» **DIRECTIONS**
For the string "instance", state the number of lines in the data that contain it, and nothing else.

Saved entries
[Start of section]

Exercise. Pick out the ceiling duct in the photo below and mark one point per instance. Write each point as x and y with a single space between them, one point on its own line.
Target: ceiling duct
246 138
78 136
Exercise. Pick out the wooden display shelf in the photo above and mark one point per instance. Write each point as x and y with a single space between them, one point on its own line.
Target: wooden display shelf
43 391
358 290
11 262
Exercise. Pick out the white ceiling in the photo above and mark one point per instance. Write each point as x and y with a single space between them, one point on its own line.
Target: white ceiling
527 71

[End of section]

» **COMPLETED TASK**
3